#### Exercise passage

Hi Everyone,

Thank you, everyone for your prayers for me over the past few days as I went through the bronchoscopy procedure and then waited for the results.

We first met this morning with the lung team at TGH.  The doctor who had held my hand while they had put the 2nd IV in came into the room along with a visiting doctor.  She asked me how I was doing since the procedure and said that when they were finished the other day I sat straight up and announced that I had been awake throughout the whole thing.  I hadn’t remembered that but I told her that I had felt much more aware during the procedure than the times before and that I remembered waving my arms to alert them that I was uncomfortable.  I thought it funny that she confirmed that I had indeed tried to communicate by using my arms and that they took notice of it and then gave me more sedation in order to calm me down.

########
#### The data

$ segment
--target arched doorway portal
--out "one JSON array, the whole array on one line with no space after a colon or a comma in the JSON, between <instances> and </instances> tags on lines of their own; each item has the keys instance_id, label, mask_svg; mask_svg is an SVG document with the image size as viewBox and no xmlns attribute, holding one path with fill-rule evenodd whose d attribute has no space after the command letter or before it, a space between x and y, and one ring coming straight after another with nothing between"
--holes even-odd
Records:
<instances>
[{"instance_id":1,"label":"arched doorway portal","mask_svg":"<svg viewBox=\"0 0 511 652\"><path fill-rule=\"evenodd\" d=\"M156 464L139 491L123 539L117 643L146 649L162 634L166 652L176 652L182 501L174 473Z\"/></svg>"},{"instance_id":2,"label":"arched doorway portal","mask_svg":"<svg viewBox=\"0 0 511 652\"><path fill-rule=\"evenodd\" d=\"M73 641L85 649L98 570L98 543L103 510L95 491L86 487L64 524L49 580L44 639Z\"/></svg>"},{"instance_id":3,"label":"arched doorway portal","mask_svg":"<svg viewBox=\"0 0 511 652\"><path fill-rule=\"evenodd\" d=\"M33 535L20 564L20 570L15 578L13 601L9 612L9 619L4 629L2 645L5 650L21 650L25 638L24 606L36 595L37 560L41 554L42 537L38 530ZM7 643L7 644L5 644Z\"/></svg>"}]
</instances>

########
#### The data

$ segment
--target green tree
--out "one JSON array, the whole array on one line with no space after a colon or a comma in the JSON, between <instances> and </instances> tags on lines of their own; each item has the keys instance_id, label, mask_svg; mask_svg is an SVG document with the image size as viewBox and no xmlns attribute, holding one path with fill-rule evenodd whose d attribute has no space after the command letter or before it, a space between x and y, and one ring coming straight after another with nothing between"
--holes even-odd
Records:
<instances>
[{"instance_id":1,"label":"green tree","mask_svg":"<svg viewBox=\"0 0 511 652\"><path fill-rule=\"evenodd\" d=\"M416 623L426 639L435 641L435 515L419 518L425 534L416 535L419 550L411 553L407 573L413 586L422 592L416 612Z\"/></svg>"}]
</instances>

########
#### The data

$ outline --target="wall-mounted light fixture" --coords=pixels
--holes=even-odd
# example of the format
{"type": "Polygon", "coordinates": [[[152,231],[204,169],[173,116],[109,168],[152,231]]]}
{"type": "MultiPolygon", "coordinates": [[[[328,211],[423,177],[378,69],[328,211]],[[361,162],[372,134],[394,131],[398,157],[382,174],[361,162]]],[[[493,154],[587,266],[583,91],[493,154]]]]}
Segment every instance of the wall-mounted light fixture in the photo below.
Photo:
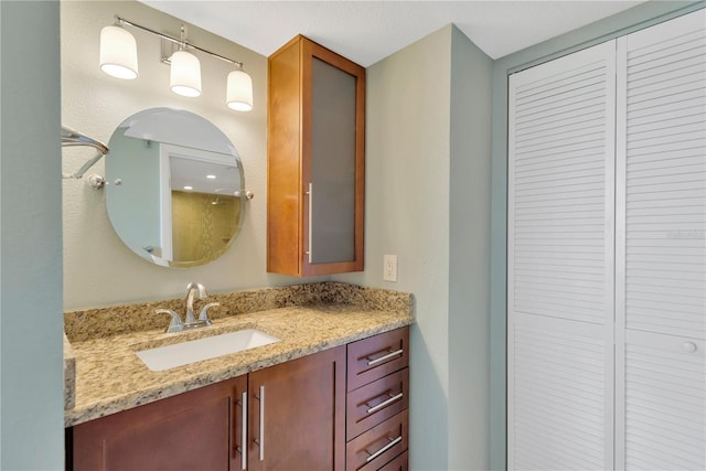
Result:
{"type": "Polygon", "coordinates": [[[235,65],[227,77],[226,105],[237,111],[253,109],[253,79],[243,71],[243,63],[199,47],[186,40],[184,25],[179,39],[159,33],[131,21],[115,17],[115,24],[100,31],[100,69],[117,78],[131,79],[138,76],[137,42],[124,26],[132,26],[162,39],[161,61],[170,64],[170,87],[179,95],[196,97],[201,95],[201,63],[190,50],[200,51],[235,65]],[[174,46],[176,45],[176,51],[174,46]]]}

########

● **Work request 1**
In the bronchoscopy update, which team did the writer meet with this morning?
● **Work request 2**
List every action that the bronchoscopy update attributes to the doctor who held the writer's hand.
● **Work request 3**
Reproduce the part of the bronchoscopy update starting with "Thank you, everyone" and going on through "calm me down.".

● **Task answer 1**
The lung team at TGH.

● **Task answer 2**
- Held the writer's hand while the 2nd IV was put in
- Came into the room along with a visiting doctor
- Asked the writer how they were doing since the procedure
- Said that, when they were finished, the writer sat straight up and announced having been awake throughout the whole thing
- Confirmed that the writer had tried to communicate by using their arms

● **Task answer 3**
Thank you, everyone for your prayers for me over the past few days as I went through the bronchoscopy procedure and then waited for the results.

We first met this morning with the lung team at TGH.  The doctor who had held my hand while they had put the 2nd IV in came into the room along with a visiting doctor.  She asked me how I was doing since the procedure and said that when they were finished the other day I sat straight up and announced that I had been awake throughout the whole thing.  I hadn’t remembered that but I told her that I had felt much more aware during the procedure than the times before and that I remembered waving my arms to alert them that I was uncomfortable.  I thought it funny that she confirmed that I had indeed tried to communicate by using my arms and that they took notice of it and then gave me more sedation in order to calm me down.